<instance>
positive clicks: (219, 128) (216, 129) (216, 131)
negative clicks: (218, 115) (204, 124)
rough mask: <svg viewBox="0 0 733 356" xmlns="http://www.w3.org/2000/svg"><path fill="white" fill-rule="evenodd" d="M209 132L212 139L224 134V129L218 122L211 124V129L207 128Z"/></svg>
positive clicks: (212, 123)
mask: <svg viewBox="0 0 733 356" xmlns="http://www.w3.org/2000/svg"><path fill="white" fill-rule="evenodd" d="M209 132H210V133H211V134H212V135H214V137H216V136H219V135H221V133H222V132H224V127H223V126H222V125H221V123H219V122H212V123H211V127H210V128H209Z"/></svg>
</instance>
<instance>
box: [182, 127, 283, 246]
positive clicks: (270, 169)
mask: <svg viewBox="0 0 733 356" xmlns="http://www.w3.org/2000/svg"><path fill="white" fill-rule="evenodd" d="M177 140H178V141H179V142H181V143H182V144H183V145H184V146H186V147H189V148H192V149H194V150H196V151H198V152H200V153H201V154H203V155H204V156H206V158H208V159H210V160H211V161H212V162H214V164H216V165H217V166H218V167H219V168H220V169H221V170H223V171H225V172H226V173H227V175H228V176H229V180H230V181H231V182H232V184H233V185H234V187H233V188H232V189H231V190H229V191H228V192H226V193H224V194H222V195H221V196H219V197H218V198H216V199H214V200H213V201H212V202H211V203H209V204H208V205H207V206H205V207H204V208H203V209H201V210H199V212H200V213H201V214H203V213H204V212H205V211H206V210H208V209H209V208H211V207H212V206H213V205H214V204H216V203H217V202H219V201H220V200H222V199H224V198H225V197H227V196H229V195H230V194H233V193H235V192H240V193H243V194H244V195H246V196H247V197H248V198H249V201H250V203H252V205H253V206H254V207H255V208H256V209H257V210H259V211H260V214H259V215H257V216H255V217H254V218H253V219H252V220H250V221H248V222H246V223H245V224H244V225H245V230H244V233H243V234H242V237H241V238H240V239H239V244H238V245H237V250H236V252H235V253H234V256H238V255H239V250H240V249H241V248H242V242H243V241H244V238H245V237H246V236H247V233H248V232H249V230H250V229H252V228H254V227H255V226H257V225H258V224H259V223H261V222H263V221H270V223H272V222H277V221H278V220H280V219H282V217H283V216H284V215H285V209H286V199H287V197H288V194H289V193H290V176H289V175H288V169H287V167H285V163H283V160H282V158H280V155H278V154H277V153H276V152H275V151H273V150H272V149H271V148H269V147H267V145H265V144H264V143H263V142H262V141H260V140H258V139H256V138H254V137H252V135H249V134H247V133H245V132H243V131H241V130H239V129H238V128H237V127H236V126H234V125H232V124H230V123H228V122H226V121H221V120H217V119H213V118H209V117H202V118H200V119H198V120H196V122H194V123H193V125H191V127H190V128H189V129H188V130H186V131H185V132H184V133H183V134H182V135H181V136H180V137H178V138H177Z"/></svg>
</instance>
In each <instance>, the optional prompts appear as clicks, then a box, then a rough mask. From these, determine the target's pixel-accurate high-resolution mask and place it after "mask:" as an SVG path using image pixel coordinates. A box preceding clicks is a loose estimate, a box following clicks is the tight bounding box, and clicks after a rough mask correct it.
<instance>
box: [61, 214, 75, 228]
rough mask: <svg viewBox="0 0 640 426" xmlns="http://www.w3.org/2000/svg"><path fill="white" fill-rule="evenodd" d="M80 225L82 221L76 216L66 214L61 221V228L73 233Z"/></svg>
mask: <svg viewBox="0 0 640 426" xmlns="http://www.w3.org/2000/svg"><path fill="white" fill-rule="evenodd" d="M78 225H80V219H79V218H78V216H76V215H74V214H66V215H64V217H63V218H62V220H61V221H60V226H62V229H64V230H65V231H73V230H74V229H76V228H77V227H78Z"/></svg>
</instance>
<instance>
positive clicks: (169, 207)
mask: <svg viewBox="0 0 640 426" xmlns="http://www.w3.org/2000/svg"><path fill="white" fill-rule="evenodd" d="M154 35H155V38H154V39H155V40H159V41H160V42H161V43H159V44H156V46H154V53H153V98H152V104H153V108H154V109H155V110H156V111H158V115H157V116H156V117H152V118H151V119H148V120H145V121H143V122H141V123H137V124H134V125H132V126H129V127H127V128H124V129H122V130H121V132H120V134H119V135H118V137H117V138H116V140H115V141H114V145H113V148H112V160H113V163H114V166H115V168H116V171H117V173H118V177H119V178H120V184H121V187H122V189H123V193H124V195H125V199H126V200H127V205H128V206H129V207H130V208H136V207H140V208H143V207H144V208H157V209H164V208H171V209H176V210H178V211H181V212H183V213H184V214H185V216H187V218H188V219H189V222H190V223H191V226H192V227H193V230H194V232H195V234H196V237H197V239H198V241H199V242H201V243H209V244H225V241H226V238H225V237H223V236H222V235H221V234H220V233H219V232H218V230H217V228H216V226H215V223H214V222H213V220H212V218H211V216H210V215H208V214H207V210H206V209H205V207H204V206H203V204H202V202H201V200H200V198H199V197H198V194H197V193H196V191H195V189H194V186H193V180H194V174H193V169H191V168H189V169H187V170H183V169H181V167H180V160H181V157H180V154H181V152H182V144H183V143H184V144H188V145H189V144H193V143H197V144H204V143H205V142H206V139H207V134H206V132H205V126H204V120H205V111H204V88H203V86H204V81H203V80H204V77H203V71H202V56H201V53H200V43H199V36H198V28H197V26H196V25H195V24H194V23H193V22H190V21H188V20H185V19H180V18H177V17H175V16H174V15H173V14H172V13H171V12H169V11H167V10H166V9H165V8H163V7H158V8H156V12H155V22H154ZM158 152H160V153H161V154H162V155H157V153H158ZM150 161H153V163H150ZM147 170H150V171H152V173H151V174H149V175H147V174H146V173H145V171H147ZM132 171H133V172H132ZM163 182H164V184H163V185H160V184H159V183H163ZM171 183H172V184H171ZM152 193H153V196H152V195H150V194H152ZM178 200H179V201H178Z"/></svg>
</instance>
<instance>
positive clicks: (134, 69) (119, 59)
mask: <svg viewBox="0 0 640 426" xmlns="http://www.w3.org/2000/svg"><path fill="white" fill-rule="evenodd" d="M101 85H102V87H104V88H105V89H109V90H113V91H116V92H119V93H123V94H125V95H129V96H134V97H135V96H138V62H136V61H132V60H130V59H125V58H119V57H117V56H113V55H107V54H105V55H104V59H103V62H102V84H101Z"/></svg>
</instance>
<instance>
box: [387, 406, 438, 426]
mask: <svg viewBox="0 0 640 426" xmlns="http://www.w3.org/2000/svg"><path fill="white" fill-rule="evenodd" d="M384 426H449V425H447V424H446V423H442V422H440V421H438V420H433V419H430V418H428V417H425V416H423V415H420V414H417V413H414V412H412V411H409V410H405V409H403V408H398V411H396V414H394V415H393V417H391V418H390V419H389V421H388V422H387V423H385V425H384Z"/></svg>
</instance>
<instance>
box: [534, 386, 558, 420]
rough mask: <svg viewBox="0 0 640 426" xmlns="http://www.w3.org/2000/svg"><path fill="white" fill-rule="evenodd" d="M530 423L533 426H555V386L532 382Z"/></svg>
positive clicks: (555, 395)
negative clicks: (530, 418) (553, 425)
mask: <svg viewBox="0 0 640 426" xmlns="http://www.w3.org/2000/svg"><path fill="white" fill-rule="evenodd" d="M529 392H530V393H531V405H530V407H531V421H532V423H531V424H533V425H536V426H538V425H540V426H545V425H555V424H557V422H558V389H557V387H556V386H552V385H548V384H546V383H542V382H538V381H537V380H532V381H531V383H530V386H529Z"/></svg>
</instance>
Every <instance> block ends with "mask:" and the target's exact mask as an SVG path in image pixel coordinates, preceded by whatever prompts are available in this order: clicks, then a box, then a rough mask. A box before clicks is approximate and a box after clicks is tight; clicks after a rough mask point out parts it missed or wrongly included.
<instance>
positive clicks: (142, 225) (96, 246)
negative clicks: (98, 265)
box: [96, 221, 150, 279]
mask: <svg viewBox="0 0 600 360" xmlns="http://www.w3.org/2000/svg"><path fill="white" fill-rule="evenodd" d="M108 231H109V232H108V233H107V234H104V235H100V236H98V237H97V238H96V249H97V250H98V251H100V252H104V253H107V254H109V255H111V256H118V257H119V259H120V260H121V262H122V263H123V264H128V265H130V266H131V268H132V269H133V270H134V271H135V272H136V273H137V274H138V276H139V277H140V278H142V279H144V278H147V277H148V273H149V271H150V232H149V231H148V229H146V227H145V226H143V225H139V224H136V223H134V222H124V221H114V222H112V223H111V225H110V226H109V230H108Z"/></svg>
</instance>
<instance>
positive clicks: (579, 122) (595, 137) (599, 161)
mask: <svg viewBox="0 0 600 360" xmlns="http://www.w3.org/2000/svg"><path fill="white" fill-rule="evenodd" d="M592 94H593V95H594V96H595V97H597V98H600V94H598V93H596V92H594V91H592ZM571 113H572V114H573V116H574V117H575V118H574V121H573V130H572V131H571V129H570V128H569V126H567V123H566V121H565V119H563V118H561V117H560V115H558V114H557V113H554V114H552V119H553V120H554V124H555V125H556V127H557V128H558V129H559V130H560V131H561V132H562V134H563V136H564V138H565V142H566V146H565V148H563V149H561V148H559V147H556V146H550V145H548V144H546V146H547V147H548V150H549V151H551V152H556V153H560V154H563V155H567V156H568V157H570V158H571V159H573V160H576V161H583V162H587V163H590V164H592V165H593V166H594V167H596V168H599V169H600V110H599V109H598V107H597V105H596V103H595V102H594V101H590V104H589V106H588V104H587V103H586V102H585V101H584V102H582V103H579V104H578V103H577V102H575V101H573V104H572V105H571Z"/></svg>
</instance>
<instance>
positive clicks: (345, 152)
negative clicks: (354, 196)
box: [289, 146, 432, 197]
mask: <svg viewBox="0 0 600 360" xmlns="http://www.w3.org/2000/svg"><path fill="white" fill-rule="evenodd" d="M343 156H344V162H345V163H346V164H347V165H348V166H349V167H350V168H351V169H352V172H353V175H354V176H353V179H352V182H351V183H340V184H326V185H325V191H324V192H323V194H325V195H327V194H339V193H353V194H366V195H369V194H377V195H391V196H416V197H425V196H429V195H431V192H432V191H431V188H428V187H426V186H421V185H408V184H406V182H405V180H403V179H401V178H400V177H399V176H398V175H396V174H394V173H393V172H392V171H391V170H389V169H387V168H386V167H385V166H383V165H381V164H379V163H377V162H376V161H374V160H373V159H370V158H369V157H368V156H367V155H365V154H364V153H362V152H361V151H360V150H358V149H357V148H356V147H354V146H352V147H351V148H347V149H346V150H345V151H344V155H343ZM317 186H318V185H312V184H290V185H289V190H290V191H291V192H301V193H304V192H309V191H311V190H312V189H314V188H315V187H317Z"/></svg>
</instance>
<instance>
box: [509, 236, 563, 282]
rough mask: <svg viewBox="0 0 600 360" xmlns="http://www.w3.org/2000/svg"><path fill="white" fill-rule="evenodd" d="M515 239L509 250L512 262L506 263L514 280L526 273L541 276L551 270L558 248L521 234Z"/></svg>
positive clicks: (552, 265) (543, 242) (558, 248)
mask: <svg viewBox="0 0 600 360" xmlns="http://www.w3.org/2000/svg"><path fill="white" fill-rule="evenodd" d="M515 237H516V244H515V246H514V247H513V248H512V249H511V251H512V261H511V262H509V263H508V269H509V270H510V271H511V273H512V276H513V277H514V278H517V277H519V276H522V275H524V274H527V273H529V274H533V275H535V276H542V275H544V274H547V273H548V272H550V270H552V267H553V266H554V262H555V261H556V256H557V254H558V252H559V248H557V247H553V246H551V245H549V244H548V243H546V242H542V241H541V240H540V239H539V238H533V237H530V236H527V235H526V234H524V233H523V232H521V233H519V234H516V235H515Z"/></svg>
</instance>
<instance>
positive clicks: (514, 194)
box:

********

» **Task statement**
Which lines above run from the one containing "positive clicks: (134, 69) (119, 59)" down to the one containing "negative clicks: (98, 265)"? Repeat exactly those, both ends included, and nothing else.

» **Solution**
positive clicks: (134, 69) (119, 59)
mask: <svg viewBox="0 0 640 426" xmlns="http://www.w3.org/2000/svg"><path fill="white" fill-rule="evenodd" d="M101 85H102V87H104V88H105V89H109V90H113V91H116V92H119V93H123V94H125V95H129V96H134V97H135V96H138V62H136V61H132V60H130V59H125V58H119V57H117V56H113V55H107V54H105V55H104V59H103V62H102V84H101Z"/></svg>
</instance>
<instance>
box: [387, 406, 438, 426]
mask: <svg viewBox="0 0 640 426" xmlns="http://www.w3.org/2000/svg"><path fill="white" fill-rule="evenodd" d="M384 426H449V425H447V424H446V423H442V422H440V421H438V420H433V419H430V418H428V417H425V416H423V415H420V414H417V413H414V412H412V411H409V410H405V409H403V408H398V411H396V414H394V415H393V417H391V418H390V419H389V421H388V422H387V423H385V425H384Z"/></svg>
</instance>
<instance>
box: [534, 386, 558, 420]
rough mask: <svg viewBox="0 0 640 426" xmlns="http://www.w3.org/2000/svg"><path fill="white" fill-rule="evenodd" d="M530 423L533 426H555V386L532 382Z"/></svg>
positive clicks: (555, 395)
negative clicks: (530, 418) (553, 425)
mask: <svg viewBox="0 0 640 426" xmlns="http://www.w3.org/2000/svg"><path fill="white" fill-rule="evenodd" d="M529 392H530V393H531V405H530V407H531V421H532V423H531V424H533V425H536V426H538V425H540V426H545V425H555V424H557V422H558V389H557V387H556V386H552V385H548V384H546V383H542V382H538V381H537V380H532V381H531V383H530V386H529Z"/></svg>
</instance>
Every <instance> block ends with "mask:" and the target's exact mask as an SVG path in image pixel coordinates, preceded by whatever prompts are available in this order: clicks, then a box, then a rough mask. A box before clicks is approximate and a box after clicks is tight; clicks after a rough mask point out parts it missed or wrongly included.
<instance>
positive clicks: (142, 225) (96, 246)
negative clicks: (98, 265)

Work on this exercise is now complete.